## AVAILABLE DATA
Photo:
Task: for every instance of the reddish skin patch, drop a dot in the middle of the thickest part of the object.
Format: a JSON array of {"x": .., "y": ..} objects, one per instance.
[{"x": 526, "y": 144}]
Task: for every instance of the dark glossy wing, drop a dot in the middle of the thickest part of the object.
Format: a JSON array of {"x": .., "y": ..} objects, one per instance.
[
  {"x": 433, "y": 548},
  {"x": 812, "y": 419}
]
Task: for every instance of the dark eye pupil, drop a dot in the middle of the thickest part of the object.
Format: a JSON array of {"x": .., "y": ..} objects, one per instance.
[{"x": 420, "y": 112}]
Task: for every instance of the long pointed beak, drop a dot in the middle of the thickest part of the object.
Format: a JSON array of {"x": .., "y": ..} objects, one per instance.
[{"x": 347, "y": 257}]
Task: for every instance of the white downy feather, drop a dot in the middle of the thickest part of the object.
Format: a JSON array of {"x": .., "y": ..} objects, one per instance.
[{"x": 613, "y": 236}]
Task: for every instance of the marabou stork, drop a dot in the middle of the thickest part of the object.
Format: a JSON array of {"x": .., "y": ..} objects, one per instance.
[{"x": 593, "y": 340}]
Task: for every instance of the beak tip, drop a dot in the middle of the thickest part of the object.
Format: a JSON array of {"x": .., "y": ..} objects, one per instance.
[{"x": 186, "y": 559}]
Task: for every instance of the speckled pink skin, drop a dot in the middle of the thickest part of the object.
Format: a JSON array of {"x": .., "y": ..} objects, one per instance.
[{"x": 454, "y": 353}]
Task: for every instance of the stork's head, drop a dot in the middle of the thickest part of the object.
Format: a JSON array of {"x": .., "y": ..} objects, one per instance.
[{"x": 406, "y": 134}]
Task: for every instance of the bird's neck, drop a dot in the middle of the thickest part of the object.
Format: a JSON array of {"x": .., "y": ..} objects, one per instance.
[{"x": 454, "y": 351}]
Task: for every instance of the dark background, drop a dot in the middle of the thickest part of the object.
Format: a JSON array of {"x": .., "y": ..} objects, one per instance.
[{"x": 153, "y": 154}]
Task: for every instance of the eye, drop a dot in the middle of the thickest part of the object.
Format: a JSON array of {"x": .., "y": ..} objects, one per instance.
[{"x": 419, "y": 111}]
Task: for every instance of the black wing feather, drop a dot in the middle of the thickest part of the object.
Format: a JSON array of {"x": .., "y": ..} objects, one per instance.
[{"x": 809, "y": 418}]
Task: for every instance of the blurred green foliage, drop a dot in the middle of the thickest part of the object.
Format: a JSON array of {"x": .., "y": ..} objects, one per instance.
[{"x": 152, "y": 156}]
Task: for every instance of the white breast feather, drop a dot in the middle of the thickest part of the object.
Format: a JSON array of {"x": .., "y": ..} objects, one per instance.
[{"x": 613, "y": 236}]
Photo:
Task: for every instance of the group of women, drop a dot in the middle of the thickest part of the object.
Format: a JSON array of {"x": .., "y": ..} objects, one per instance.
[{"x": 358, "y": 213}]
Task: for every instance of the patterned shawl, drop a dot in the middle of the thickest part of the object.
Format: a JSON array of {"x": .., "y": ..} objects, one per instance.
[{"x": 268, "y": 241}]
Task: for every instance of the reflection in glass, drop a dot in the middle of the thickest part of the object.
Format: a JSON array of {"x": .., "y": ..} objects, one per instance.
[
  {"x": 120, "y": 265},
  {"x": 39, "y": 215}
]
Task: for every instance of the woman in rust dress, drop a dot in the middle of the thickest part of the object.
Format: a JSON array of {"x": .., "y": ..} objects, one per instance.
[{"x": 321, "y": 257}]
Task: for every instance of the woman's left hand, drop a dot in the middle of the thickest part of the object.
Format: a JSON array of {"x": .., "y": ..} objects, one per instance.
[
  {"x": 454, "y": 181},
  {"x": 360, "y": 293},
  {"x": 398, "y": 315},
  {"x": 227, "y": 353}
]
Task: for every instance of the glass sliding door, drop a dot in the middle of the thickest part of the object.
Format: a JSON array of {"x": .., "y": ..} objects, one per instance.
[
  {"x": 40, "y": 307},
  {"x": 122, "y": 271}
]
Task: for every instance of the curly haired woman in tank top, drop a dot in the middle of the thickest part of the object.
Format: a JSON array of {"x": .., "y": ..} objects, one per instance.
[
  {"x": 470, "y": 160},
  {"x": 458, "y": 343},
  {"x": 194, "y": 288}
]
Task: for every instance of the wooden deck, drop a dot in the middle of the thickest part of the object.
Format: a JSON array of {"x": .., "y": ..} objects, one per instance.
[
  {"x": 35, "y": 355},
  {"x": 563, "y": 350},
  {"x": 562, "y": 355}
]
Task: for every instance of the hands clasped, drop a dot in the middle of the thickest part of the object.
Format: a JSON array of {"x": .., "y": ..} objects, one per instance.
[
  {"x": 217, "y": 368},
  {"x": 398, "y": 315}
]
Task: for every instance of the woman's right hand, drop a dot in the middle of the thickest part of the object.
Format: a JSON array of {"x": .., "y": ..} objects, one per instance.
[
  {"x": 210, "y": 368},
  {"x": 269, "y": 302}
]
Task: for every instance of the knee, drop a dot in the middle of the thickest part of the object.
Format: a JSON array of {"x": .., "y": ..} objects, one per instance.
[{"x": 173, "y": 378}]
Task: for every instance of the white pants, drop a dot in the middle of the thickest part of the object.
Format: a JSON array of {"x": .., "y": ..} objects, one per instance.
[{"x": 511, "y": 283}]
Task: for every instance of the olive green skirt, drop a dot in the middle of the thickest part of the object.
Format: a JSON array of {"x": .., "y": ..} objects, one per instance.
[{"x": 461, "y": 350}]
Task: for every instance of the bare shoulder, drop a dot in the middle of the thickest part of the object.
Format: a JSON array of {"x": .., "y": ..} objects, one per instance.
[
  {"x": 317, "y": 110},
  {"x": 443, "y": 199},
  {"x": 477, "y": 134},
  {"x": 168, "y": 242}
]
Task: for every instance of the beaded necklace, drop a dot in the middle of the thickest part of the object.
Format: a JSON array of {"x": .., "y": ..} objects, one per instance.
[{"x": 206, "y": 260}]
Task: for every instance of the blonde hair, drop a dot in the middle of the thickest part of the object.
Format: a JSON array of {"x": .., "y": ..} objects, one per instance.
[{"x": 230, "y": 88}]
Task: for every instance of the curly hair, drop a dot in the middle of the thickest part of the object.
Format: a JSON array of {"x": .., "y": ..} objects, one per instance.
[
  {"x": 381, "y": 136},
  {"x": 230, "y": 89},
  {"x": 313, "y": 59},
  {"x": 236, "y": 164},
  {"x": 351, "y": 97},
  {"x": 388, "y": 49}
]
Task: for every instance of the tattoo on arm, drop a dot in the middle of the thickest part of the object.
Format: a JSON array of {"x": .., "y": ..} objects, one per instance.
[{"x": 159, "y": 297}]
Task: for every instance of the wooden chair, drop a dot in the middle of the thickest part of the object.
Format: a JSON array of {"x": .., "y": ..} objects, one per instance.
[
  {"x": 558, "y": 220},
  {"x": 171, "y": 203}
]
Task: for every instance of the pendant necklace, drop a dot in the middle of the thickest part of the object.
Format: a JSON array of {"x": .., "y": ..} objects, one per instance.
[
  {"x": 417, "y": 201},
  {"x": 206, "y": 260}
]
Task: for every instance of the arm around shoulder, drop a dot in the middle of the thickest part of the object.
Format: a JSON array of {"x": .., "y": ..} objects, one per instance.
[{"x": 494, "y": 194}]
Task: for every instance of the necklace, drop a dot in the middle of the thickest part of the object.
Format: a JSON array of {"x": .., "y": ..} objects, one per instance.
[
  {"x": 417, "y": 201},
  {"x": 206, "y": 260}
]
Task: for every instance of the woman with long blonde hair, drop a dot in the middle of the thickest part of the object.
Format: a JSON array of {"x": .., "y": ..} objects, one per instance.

## TASK BRIEF
In full and without error, restate the data.

## WRITTEN ANSWER
Photo:
Task: for every instance of the reddish skin patch, drop a dot in the middle of the thickest part of the object.
Format: a JSON array of {"x": .., "y": ..} objects, one per instance.
[{"x": 526, "y": 144}]
Task: for every instance of the dark glossy wing, drop a dot in the middle of the thickest part of the object.
Format: a JSON array of {"x": .., "y": ..} objects, one per instance.
[
  {"x": 433, "y": 548},
  {"x": 812, "y": 419}
]
Task: for every instance of the dark eye pupil, drop a dot in the middle of the thickest part of the object.
Format: a JSON array of {"x": .., "y": ..} objects, one per instance.
[{"x": 420, "y": 112}]
Task: for every instance of the long pointed beak, drop a dot in the middle of the thickest part of the object.
Format: a JSON array of {"x": .., "y": ..} objects, one per instance.
[{"x": 347, "y": 257}]
Task: for every instance of the white downy feather, drop a dot in the middle of the thickest part of the object.
Format: a JSON array of {"x": .., "y": ..} objects, one per instance.
[{"x": 613, "y": 236}]
Task: for every instance of the marabou stork, drop a dot in the middle of the thickest part of the object.
Format: a JSON array of {"x": .., "y": ..} objects, one per instance.
[{"x": 593, "y": 340}]
Task: for every instance of the beak tip, drop a dot in the middle of the thickest part of the object.
Format: a JSON array of {"x": .., "y": ..} objects, one per instance.
[{"x": 186, "y": 559}]
Task: for every instance of the speckled pink skin, drop a dot in the middle of the thickest part of the object.
Format: a JSON array of {"x": .., "y": ..} objects, one per instance.
[{"x": 454, "y": 353}]
Task: for every instance of the stork's head, drop a dot in the middle of the thickest part of the object.
Format: a JSON array of {"x": .., "y": ..} objects, one per instance.
[{"x": 406, "y": 134}]
Task: for every instance of the bird's neck, drop a dot in the middle of the thickest part of the object.
Format: a JSON array of {"x": .., "y": ..} objects, one per instance.
[{"x": 454, "y": 351}]
Task: for every instance of the dark background, drop a dot in the middle of the thickest part of the object.
Format: a JSON array of {"x": .., "y": ..} objects, one per instance.
[{"x": 153, "y": 154}]
Task: for every instance of the eye, drop a dot in the middle of the thickest part of the object.
Format: a JSON array of {"x": .., "y": ..} objects, one per instance.
[{"x": 419, "y": 111}]
Task: for every instance of the black wing feather, drop a dot in the middle of the thickest part of the object.
Format: a JSON array of {"x": .., "y": ..} objects, one per instance.
[{"x": 809, "y": 418}]
Task: for every instance of the blurred green foliage, drop a dot in the middle of the thickest part of the object.
Format: a JSON array of {"x": .., "y": ..} objects, one per instance.
[{"x": 152, "y": 156}]
Task: for every instance of the white breast feather, drop a dot in the middle of the thickest part of the object.
Format: a JSON array of {"x": .., "y": ..} objects, one per instance.
[{"x": 613, "y": 236}]
Photo:
Task: for every instance of the group of women, drop a dot in the middle of the thickest part of the object.
Format: a JSON array of {"x": .., "y": ..} objects, one per instance.
[{"x": 358, "y": 213}]
Task: for every instance of the patterned shawl, drop a dot in the middle of the thickest part of the object.
Format: a JSON array of {"x": .., "y": ..} objects, one per instance.
[{"x": 268, "y": 241}]
Task: for every instance of the reflection in glass, drop a dot in the middle of the thickest part of the object.
Format: a JSON array of {"x": .., "y": ..} objects, one per instance.
[
  {"x": 120, "y": 265},
  {"x": 39, "y": 215}
]
Task: for every instance of the woman in rust dress, drop a dot in the middle of the thickest part of the object.
Format: a JSON array of {"x": .., "y": ..} objects, one per instance.
[{"x": 321, "y": 257}]
Task: for every instance of the woman's left hand, drop a dot in the middle of the thickest part of the object.
Format: a JSON array of {"x": .., "y": ..} objects, one per instance.
[
  {"x": 454, "y": 181},
  {"x": 360, "y": 293},
  {"x": 398, "y": 315},
  {"x": 227, "y": 353}
]
Task: for every instance of the glass sliding door, drop a dot in the middle of the thickest part of the object.
Format: a JSON array of {"x": .., "y": ..} objects, one per instance.
[
  {"x": 40, "y": 307},
  {"x": 122, "y": 271}
]
Task: for every instance of the curly haired woman in tank top, drop a dot in the middle of the thickest part of the object.
Format: a JSON array of {"x": .., "y": ..} objects, one per instance.
[
  {"x": 470, "y": 160},
  {"x": 458, "y": 343},
  {"x": 194, "y": 288}
]
Task: for every instance of the wooden deck, drop a dot in the middle of the thickest part of the object.
Format: a JSON array of {"x": .., "y": ..} objects, one per instance.
[
  {"x": 35, "y": 355},
  {"x": 563, "y": 350},
  {"x": 562, "y": 355}
]
Task: for every instance of the hands clasped, drop a dot in the middle of the thickest part of the object.
Format: a JSON array of {"x": .., "y": ..} objects, one per instance.
[
  {"x": 217, "y": 368},
  {"x": 398, "y": 315}
]
Task: for every instance of the woman's right hand, drop a dot in the middle of the thickest part of the object.
Format: a JSON array of {"x": .., "y": ..} objects, one per instance.
[
  {"x": 210, "y": 368},
  {"x": 269, "y": 302}
]
Task: for every instance of the knee, drop a dot in the middle of the thickest part of the object.
Format: a JSON array of {"x": .., "y": ..} objects, one per instance.
[{"x": 173, "y": 378}]
Task: for every instance of the white pants, drop a dot in the middle of the thickest part of the object.
Format: a JSON array of {"x": .., "y": ..} objects, one per instance.
[{"x": 511, "y": 283}]
Task: for every instance of the olive green skirt, drop a dot in the middle of the thickest part of the object.
Format: a JSON array of {"x": .., "y": ..} objects, one per instance.
[{"x": 461, "y": 350}]
Task: for every instance of the bare shoulder, drop a dot in the middle of the thickest part of the object.
Format: a JSON array of {"x": .., "y": ..} objects, one per instance.
[
  {"x": 317, "y": 110},
  {"x": 443, "y": 199},
  {"x": 477, "y": 134},
  {"x": 168, "y": 242}
]
Task: for every instance of the beaded necklace, drop a dot in the middle of the thickest part of the object.
Format: a JSON array of {"x": .., "y": ..} objects, one per instance.
[{"x": 206, "y": 260}]
Task: for every instance of the blonde hair, drop a dot in the middle of the thickest part of the object.
Format: a JSON array of {"x": .., "y": ..} objects, one per instance.
[{"x": 230, "y": 88}]
Task: for every instance of the curly hair, drop a dot in the middle of the thickest part of the object.
Format: a JSON array of {"x": .., "y": ..} objects, one per instance.
[
  {"x": 381, "y": 136},
  {"x": 230, "y": 89},
  {"x": 313, "y": 59},
  {"x": 236, "y": 164},
  {"x": 351, "y": 97},
  {"x": 388, "y": 49}
]
Task: for every instance of the tattoo on arm, drop a dot in the middle of the thickest part of the object.
Format: a JSON array of {"x": .., "y": ..} objects, one per instance.
[{"x": 159, "y": 297}]
Task: for every instance of the wooden chair, drop a dot in the middle of the thickest part of the object.
Format: a JSON array of {"x": .., "y": ..} objects, one per instance.
[
  {"x": 558, "y": 220},
  {"x": 171, "y": 203}
]
Task: for every instance of the pendant necklace, drop a dot in the middle of the thickest part of the object.
Format: a JSON array of {"x": .., "y": ..} objects, one per instance.
[
  {"x": 417, "y": 201},
  {"x": 206, "y": 260}
]
Task: for every instance of the arm around shoulder, drop a dot in the middle of the thickest part of the object.
Format: a JSON array of {"x": .., "y": ..} objects, one per instance.
[{"x": 494, "y": 194}]
Task: for every instance of the necklace, drop a dot in the middle of the thickest part of the object.
Format: a JSON array of {"x": .., "y": ..} objects, one per instance.
[
  {"x": 417, "y": 201},
  {"x": 206, "y": 260}
]
Task: for every instance of the woman with long blonde hair, drop a dot in the middle of the thickest part of the object.
Format: a JSON array of {"x": .., "y": ..} objects, one per instance.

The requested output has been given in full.